**Problem**:
Only the lines from the top of the data through the line containing "[locate] olive green" should be duplicated, exactly as they appear.

==== Recorded information ====

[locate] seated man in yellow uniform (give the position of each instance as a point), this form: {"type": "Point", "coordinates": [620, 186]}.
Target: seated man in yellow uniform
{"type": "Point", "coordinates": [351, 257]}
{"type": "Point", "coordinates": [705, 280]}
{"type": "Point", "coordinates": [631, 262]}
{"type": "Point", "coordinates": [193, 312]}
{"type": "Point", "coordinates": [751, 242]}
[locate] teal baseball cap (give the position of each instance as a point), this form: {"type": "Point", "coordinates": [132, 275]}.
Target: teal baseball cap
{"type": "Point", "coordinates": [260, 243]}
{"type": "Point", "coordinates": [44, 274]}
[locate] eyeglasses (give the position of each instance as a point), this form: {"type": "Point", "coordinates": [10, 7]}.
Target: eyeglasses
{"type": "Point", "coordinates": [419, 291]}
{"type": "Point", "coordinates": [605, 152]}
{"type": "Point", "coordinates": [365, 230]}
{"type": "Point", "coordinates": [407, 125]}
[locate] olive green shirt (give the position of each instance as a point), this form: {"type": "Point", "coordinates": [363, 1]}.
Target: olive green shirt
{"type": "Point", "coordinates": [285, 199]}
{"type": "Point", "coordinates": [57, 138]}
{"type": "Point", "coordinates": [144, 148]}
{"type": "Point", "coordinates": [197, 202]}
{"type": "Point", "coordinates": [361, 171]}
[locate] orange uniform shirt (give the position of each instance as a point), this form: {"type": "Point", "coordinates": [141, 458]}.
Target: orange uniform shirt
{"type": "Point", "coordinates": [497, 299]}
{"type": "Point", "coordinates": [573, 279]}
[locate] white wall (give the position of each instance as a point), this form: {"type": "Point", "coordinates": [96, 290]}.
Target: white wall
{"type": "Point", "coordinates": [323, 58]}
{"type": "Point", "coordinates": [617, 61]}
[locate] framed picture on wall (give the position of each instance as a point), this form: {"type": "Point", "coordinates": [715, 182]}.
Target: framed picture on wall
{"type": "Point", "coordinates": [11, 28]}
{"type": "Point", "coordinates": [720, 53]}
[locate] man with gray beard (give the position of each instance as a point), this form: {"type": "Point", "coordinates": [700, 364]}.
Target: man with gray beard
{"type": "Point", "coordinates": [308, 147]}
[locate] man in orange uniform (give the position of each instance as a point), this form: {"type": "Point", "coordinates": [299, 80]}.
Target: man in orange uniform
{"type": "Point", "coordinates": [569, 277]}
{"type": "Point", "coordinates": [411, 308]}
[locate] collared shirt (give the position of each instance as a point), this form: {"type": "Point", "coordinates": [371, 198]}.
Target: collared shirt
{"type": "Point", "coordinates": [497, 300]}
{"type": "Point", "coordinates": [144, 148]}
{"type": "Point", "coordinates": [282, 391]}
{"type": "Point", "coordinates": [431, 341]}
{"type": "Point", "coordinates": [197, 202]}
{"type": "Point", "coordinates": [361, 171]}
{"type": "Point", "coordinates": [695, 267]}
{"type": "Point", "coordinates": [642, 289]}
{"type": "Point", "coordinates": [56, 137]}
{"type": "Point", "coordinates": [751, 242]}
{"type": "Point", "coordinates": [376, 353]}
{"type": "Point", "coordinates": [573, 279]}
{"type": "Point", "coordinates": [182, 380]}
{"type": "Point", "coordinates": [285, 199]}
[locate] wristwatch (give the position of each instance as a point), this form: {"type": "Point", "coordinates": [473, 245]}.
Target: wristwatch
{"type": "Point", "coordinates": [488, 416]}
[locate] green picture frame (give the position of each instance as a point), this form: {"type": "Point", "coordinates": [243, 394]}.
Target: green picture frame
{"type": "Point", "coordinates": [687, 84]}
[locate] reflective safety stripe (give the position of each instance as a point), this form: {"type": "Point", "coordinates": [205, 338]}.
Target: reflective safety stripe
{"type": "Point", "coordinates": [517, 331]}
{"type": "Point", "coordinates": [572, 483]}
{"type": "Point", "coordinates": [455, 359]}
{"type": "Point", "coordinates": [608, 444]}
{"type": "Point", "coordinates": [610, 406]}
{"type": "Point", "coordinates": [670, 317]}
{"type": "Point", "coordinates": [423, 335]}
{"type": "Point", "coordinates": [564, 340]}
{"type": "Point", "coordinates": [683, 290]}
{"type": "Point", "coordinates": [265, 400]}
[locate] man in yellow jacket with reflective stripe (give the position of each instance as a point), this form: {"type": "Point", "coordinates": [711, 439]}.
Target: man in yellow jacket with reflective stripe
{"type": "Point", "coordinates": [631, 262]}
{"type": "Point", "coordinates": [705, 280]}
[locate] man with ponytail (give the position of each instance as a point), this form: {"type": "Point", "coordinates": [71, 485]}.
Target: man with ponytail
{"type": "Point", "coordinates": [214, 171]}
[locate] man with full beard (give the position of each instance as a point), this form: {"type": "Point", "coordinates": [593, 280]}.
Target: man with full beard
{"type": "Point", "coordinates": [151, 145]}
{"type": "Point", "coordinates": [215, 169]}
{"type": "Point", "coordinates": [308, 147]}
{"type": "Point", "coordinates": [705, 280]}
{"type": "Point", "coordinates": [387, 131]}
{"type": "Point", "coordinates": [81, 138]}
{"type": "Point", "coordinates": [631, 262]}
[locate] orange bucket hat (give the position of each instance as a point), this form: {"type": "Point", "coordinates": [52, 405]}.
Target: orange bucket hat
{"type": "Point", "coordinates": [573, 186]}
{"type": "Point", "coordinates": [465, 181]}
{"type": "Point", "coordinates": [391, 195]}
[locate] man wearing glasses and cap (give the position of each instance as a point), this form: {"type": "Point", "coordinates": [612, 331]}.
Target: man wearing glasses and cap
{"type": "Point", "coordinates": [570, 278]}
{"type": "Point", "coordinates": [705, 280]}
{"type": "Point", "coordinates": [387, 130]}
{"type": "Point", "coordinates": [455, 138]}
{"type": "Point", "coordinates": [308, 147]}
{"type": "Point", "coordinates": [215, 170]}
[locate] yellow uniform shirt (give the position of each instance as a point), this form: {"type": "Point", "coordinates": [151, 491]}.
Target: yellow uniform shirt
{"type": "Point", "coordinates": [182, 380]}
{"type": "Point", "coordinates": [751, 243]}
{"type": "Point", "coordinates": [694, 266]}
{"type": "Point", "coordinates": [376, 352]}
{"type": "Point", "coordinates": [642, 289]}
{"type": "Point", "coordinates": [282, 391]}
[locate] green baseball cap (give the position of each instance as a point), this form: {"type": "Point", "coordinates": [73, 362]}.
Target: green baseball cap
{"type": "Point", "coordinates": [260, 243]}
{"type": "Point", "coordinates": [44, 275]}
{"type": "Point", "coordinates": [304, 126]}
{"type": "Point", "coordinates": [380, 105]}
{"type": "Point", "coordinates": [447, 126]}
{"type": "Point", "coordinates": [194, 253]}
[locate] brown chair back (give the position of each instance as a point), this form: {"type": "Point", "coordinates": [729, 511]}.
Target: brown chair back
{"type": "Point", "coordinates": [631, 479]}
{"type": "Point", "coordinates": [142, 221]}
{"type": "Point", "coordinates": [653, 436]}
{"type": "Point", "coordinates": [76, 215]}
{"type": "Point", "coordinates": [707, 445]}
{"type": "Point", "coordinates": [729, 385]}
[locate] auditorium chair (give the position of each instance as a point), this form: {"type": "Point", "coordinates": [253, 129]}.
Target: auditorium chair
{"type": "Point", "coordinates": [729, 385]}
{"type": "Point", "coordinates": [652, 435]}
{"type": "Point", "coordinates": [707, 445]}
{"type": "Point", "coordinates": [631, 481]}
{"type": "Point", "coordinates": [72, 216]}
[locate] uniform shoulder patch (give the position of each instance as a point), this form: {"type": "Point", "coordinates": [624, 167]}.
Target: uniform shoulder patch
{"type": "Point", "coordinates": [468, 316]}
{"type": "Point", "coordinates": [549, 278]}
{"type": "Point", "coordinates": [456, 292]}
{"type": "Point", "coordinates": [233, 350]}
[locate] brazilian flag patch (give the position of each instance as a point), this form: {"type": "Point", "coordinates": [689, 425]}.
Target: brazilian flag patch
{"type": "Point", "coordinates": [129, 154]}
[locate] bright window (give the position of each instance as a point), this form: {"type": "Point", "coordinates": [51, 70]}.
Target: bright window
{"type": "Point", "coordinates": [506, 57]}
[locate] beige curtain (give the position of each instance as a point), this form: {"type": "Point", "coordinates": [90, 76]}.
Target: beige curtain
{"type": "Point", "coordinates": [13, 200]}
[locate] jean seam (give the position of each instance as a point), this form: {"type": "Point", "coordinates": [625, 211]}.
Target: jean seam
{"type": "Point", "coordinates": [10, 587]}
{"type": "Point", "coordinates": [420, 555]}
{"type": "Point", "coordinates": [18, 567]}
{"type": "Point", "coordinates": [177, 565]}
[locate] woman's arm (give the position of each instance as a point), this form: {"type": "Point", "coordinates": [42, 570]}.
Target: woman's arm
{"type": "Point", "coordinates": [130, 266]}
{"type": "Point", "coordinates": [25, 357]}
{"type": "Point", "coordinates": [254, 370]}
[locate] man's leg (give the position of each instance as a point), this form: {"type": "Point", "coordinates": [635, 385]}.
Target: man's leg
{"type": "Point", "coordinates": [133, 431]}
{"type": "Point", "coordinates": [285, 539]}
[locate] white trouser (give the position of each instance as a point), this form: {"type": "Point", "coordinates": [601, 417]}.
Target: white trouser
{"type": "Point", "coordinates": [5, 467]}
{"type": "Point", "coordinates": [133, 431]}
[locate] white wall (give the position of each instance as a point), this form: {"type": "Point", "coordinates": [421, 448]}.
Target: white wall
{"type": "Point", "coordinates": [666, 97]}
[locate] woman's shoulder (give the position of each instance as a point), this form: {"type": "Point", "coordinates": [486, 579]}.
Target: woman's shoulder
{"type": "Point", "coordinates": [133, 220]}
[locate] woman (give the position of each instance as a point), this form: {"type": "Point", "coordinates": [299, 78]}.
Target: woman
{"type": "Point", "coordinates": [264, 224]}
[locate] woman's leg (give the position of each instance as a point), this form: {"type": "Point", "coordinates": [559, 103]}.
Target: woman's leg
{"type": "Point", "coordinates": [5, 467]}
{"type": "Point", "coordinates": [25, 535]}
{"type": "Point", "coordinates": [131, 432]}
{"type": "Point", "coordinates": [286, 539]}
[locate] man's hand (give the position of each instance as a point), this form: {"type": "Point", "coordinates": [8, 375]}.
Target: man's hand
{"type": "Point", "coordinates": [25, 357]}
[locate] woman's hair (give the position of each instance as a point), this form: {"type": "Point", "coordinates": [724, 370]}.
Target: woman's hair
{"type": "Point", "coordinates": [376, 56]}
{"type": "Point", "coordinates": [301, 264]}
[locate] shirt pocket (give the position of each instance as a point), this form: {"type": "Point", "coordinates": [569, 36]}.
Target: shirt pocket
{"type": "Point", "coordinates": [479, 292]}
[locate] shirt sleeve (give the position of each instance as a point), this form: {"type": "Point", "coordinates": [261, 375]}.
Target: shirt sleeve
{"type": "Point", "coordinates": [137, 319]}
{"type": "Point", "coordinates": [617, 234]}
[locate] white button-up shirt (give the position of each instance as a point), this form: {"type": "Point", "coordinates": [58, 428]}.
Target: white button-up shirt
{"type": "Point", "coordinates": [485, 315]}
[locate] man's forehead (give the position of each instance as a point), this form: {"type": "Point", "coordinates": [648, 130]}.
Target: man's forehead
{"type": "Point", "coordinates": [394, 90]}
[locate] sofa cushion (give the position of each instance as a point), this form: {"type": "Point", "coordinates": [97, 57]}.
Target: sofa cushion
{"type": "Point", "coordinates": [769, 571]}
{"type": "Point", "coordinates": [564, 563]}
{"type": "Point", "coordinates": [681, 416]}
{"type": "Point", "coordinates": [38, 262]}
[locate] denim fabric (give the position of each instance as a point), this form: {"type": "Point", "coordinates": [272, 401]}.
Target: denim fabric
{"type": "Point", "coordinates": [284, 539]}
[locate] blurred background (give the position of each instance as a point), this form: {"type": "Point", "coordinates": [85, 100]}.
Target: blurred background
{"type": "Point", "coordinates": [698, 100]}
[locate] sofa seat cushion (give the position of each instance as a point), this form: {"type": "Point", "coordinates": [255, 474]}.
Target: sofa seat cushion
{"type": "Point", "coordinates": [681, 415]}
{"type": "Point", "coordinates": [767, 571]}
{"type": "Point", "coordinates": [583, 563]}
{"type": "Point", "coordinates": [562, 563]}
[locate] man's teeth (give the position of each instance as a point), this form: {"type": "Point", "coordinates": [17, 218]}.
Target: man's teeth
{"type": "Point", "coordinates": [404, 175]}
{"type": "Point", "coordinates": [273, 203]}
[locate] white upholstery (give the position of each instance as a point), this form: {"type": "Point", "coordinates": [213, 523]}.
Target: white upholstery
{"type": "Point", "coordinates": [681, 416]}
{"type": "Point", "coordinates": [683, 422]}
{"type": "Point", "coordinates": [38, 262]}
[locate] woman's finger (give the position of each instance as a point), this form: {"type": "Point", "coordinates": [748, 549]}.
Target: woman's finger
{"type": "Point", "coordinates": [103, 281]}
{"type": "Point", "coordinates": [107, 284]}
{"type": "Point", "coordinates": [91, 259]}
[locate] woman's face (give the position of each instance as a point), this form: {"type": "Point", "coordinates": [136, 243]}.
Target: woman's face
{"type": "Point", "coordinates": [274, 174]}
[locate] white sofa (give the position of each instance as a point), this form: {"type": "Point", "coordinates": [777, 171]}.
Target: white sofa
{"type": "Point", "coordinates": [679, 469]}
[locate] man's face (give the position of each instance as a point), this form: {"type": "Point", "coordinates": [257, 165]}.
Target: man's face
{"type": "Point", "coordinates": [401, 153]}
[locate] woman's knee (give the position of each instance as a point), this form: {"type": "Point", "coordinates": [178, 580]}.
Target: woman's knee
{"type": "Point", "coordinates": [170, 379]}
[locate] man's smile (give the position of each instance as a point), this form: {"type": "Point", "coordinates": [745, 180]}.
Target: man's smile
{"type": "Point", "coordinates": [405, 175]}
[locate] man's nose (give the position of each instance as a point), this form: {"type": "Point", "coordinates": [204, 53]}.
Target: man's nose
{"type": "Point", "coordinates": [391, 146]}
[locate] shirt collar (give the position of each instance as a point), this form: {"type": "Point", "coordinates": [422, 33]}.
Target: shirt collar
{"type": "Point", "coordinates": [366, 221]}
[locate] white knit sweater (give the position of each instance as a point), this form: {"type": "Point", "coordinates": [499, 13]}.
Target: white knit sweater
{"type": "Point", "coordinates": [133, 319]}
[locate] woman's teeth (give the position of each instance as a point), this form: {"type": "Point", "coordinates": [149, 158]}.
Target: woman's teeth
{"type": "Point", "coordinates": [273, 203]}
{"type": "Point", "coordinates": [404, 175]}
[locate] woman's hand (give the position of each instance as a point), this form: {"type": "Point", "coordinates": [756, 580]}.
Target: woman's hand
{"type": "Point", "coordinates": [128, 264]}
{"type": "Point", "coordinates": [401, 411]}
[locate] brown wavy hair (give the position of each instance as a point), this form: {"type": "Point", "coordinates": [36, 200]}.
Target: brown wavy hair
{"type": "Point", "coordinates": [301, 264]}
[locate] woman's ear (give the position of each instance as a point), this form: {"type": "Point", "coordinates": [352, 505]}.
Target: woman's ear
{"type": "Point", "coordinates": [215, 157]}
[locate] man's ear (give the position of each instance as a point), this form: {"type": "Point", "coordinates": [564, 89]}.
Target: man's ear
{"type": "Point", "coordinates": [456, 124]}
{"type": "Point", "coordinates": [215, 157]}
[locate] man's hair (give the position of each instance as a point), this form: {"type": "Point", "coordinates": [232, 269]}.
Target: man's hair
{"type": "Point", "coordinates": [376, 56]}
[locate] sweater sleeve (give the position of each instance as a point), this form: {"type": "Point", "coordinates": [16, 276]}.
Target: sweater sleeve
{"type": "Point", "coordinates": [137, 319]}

====

**Result of this task**:
[locate] seated man in yellow uniform (give the position of each instance as a point), this form: {"type": "Point", "coordinates": [620, 186]}.
Target: seated man in yellow uniform
{"type": "Point", "coordinates": [351, 257]}
{"type": "Point", "coordinates": [705, 280]}
{"type": "Point", "coordinates": [631, 262]}
{"type": "Point", "coordinates": [193, 312]}
{"type": "Point", "coordinates": [751, 242]}
[locate] teal baseball cap (give the position of each instance as a point), this form: {"type": "Point", "coordinates": [132, 275]}.
Target: teal baseball cap
{"type": "Point", "coordinates": [260, 243]}
{"type": "Point", "coordinates": [44, 274]}
[locate] eyeglasses (give the position of each instance as a point), this form: {"type": "Point", "coordinates": [10, 7]}.
Target: eyeglasses
{"type": "Point", "coordinates": [419, 291]}
{"type": "Point", "coordinates": [605, 152]}
{"type": "Point", "coordinates": [365, 230]}
{"type": "Point", "coordinates": [407, 125]}
[locate] olive green shirt (give the position of each instance as a point), this form: {"type": "Point", "coordinates": [363, 1]}.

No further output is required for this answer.